--- PROBLEM TO SOLVE ---
Could every line of the data be printed exactly as it reads?

--- INFORMATION SUPPLIED ---
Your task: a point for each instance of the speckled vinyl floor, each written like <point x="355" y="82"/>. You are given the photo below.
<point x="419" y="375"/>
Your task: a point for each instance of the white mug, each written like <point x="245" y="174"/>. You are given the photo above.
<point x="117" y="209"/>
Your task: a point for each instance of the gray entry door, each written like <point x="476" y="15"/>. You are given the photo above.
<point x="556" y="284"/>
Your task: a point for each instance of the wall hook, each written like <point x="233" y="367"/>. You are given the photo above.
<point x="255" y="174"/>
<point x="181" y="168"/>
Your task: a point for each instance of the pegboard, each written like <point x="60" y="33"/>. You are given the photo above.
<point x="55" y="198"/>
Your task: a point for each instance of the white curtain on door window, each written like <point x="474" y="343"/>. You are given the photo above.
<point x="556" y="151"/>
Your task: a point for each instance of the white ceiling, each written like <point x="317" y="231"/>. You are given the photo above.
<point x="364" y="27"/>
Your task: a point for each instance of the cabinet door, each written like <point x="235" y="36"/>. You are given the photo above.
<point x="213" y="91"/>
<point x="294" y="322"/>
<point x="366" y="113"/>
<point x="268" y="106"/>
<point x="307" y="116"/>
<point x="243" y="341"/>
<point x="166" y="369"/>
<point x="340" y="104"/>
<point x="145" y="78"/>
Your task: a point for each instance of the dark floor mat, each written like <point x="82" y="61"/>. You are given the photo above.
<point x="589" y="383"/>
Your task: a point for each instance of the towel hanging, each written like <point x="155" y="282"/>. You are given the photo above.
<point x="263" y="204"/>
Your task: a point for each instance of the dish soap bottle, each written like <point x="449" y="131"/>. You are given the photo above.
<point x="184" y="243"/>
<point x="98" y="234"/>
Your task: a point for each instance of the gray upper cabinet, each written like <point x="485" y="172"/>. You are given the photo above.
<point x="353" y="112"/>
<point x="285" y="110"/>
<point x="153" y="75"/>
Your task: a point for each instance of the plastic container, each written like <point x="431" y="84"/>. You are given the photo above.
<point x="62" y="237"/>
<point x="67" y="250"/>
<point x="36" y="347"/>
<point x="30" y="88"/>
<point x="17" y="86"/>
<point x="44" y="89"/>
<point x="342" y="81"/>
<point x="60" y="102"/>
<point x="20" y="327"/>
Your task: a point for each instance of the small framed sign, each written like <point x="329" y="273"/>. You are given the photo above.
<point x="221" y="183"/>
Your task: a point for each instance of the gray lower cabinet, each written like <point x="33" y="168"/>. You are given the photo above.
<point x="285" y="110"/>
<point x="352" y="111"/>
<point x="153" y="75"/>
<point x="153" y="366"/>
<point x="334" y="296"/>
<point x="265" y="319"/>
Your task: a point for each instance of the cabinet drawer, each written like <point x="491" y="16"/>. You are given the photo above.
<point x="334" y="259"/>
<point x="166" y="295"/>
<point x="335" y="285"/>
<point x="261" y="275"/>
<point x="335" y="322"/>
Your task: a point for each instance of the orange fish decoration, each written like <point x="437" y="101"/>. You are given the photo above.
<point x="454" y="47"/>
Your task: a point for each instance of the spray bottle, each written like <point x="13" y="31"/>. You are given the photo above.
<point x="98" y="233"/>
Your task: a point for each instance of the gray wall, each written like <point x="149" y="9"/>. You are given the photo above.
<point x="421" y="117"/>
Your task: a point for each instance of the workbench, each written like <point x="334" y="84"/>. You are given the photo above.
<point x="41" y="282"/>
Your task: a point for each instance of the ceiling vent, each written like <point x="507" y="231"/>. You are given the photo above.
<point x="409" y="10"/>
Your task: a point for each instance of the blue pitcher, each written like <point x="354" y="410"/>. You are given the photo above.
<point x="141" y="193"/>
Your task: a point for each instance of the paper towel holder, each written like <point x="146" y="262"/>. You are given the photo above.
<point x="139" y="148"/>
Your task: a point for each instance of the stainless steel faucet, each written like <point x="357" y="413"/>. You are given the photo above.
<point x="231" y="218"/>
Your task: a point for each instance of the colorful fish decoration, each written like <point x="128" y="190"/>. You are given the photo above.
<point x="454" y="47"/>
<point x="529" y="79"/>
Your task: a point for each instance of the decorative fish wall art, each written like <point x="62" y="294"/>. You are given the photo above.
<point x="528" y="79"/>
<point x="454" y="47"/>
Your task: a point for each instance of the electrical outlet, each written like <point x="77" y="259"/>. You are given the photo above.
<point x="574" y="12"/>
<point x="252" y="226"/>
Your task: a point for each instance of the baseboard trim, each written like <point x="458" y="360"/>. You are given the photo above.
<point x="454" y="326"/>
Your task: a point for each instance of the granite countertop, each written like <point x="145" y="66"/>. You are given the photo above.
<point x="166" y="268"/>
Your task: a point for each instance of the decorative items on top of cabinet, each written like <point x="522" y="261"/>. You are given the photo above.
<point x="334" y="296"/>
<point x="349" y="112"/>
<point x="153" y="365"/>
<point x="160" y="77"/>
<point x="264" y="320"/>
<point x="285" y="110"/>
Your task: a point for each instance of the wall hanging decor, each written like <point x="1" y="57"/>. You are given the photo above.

--- PROBLEM SOLUTION ---
Your task: a point for each instance of the speckled vinyl floor, each written like <point x="355" y="82"/>. You are given the photo below.
<point x="419" y="375"/>
Your task: a point for each instance of the white mug, each written like <point x="245" y="174"/>. You are given the photo above.
<point x="117" y="209"/>
Your task: a point for each instance of the gray entry door, each written like <point x="476" y="15"/>. You are given the photo above.
<point x="556" y="284"/>
Your task: a point for each instance of the wall hook, each written like <point x="233" y="367"/>. You are given the photo above.
<point x="255" y="174"/>
<point x="181" y="168"/>
Your task: a point for each instance of the pegboard, each written like <point x="60" y="33"/>. You are given the photo above.
<point x="55" y="198"/>
Your task: a point for each instance of the white curtain on door window, each written like <point x="474" y="343"/>. You are given the photo above.
<point x="556" y="151"/>
Your task: a point for each instance of the white ceiling, each written like <point x="317" y="231"/>. You are given the photo above.
<point x="364" y="27"/>
Your task: a point for each instance of the cabinet door, each written like <point x="235" y="36"/>. You are given the photo above.
<point x="213" y="91"/>
<point x="294" y="322"/>
<point x="366" y="113"/>
<point x="268" y="106"/>
<point x="307" y="116"/>
<point x="243" y="341"/>
<point x="166" y="369"/>
<point x="340" y="104"/>
<point x="145" y="78"/>
Your task: a point for each instance of the dark floor mat, each written like <point x="82" y="61"/>. You are given the photo above.
<point x="589" y="383"/>
Your task: a point for each instance of the towel hanging, each written like <point x="155" y="282"/>. You are given the photo above.
<point x="263" y="204"/>
Your task: a point for each instance of the dish soap bottle, each written like <point x="449" y="131"/>. You are given the photo above.
<point x="184" y="243"/>
<point x="98" y="234"/>
Your task: a point for each instance of the gray upper cabinet, each written like <point x="485" y="172"/>. You are given the photo above.
<point x="353" y="112"/>
<point x="285" y="110"/>
<point x="153" y="75"/>
Your task: a point for each instance of the plastic container, each written like <point x="431" y="84"/>. You are given the photo above.
<point x="62" y="237"/>
<point x="67" y="250"/>
<point x="36" y="347"/>
<point x="30" y="88"/>
<point x="17" y="86"/>
<point x="44" y="89"/>
<point x="342" y="81"/>
<point x="60" y="102"/>
<point x="20" y="327"/>
Your task: a point for each instance of the small framed sign, each written like <point x="329" y="273"/>. You are given the photo above.
<point x="221" y="183"/>
Your task: a point for each instance of the gray lower cabinet, each written like <point x="33" y="168"/>. You are given the photo above.
<point x="285" y="110"/>
<point x="352" y="111"/>
<point x="153" y="75"/>
<point x="153" y="366"/>
<point x="334" y="296"/>
<point x="265" y="319"/>
Your task: a point for each instance of the cabinet drawer, each written like <point x="491" y="16"/>. You are given the photo above.
<point x="334" y="259"/>
<point x="166" y="295"/>
<point x="335" y="285"/>
<point x="261" y="275"/>
<point x="335" y="322"/>
Your task: a point for each instance of the orange fish decoration, each written like <point x="437" y="101"/>. You are given the photo above.
<point x="454" y="47"/>
Your task: a point for each instance of the spray bottle, each written like <point x="13" y="31"/>. You are given the photo above.
<point x="98" y="233"/>
Your task: a point for each instance of the gray wall, each written like <point x="149" y="9"/>. You are given the photo above.
<point x="421" y="117"/>
Your task: a point for each instance of the workbench, each written like <point x="334" y="84"/>. You are given the photo above.
<point x="41" y="282"/>
Your task: a point for each instance of the ceiling vent, each written like <point x="507" y="231"/>. You are given the photo above.
<point x="409" y="10"/>
Your task: a point for each instance of the blue pitcher, each written like <point x="354" y="410"/>. You are given the photo above.
<point x="141" y="193"/>
Your task: a point for each instance of the paper towel holder, each written like <point x="146" y="262"/>. You are given the photo above.
<point x="139" y="148"/>
Your task: a point for each instance of the stainless steel faucet, each written like <point x="357" y="413"/>. You are given the photo above.
<point x="231" y="218"/>
Your task: a point for each instance of the colorful fish decoration, each written like <point x="128" y="190"/>. You are given the photo above.
<point x="454" y="47"/>
<point x="529" y="79"/>
Your task: a point for each instance of the decorative fish wall art, each written like <point x="62" y="294"/>. You are given the photo above.
<point x="528" y="79"/>
<point x="454" y="47"/>
Your task: a point for each instance of the electrical outlet, each written like <point x="77" y="259"/>. You are given the photo above.
<point x="574" y="12"/>
<point x="252" y="226"/>
Your task: a point for each instance of the baseboard trim, each written like <point x="458" y="360"/>. You are given the photo above.
<point x="454" y="326"/>
Your task: a point for each instance of the granite countertop, each written like <point x="145" y="66"/>. You are given the photo above.
<point x="166" y="268"/>
Your task: a point for each instance of the decorative items on top of cabinet, each written like <point x="522" y="261"/>. You are given the photo above.
<point x="334" y="296"/>
<point x="349" y="112"/>
<point x="153" y="365"/>
<point x="160" y="77"/>
<point x="264" y="320"/>
<point x="285" y="110"/>
Your task: a point for each instance of the wall hanging decor, each written like <point x="1" y="57"/>. You are given the photo above.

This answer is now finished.